[GIVEN INSTRUCTION] Rewrite the stretch of rows from the line containing "Please indicate the eroded" through the end of the rows, replacing "innermost" with "central" and keeping everything else the same.
:: DATA SHOWN ::
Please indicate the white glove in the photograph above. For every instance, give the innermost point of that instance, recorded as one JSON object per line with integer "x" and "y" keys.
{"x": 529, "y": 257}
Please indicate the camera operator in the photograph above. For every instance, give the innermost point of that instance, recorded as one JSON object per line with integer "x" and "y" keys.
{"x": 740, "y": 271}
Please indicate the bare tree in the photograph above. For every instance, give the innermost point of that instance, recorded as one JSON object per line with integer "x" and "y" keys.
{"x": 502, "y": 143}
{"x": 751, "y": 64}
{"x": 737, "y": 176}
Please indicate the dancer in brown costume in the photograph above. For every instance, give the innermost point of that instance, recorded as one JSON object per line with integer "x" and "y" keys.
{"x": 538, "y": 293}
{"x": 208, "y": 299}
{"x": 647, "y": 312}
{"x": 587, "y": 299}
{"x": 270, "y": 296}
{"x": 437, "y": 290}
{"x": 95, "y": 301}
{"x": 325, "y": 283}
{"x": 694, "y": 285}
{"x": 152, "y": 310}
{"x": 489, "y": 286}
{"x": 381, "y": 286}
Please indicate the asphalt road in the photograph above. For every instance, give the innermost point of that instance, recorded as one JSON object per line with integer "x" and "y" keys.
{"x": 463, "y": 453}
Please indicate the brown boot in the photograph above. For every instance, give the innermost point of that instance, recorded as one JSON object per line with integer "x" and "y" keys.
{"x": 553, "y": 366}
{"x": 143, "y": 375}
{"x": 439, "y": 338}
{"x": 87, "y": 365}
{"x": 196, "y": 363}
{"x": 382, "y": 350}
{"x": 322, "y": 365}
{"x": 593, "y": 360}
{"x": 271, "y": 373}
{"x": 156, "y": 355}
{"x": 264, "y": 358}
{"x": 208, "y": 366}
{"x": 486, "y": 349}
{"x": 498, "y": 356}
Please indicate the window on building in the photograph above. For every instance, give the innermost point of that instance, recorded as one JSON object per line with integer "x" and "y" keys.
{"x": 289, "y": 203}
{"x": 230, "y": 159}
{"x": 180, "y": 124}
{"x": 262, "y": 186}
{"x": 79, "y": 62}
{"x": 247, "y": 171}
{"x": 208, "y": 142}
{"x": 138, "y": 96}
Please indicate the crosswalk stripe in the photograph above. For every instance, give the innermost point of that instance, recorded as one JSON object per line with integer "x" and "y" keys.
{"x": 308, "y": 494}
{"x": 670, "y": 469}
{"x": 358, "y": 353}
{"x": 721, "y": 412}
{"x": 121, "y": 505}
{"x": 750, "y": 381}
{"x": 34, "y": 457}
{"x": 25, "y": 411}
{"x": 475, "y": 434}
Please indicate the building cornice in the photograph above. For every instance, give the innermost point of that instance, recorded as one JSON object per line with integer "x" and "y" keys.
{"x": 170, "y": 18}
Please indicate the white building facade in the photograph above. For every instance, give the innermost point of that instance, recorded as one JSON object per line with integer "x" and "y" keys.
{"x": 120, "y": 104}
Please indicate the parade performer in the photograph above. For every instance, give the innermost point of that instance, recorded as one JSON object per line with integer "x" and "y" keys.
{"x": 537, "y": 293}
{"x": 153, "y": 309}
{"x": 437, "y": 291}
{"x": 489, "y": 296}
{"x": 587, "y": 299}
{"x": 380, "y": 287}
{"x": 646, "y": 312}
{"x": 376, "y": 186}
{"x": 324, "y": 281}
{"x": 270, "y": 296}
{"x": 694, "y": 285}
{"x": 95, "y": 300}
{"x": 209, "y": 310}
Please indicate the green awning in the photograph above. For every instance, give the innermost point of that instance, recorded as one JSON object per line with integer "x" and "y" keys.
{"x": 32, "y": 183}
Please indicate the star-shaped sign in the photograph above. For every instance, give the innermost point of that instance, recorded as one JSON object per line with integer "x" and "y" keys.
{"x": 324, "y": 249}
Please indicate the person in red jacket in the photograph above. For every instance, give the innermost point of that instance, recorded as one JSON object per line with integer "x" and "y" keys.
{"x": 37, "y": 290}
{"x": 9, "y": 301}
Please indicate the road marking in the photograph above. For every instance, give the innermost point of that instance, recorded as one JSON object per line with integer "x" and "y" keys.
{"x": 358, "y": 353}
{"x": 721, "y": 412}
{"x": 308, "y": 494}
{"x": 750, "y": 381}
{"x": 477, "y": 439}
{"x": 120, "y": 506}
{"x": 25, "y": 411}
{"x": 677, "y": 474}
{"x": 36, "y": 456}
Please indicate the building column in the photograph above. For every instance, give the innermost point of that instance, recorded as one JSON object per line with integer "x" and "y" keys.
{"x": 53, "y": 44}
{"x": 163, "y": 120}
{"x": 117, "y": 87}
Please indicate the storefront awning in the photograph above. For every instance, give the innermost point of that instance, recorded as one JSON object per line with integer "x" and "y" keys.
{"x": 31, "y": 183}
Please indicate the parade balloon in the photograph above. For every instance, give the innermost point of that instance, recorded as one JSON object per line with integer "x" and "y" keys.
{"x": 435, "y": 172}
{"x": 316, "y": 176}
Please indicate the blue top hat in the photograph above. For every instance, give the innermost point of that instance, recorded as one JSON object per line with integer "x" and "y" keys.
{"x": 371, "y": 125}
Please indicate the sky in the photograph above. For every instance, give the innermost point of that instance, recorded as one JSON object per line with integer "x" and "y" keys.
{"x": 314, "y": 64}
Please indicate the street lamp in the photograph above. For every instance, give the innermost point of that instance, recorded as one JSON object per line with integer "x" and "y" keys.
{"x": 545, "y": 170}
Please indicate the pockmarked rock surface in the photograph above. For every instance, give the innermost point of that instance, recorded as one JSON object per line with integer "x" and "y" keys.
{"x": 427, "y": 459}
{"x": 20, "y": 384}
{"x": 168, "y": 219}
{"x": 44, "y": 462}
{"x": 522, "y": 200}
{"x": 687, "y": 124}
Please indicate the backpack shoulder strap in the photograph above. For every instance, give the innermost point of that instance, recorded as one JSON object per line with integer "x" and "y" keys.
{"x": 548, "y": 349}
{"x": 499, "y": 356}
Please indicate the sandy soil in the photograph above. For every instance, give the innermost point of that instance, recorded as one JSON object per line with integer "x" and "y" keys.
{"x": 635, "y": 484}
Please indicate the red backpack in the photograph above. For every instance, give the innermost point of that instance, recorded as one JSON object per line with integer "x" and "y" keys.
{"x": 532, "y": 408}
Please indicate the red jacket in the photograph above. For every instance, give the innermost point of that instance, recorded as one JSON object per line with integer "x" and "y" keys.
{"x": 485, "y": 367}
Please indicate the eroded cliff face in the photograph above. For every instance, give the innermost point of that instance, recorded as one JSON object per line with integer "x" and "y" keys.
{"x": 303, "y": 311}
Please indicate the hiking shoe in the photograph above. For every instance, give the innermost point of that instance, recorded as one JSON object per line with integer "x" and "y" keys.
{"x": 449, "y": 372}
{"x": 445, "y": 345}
:::
[RESULT]
Please indicate the eroded cliff face in the photograph above. For every instance, give the central point of that instance, recorded as one JSON object per line with integer "x" and "y" keys.
{"x": 303, "y": 311}
Please indicate the hiking shoe in the photograph above. For every instance, give the central point of that instance, recorded as one JSON object per line with integer "x" and "y" keys.
{"x": 449, "y": 372}
{"x": 445, "y": 345}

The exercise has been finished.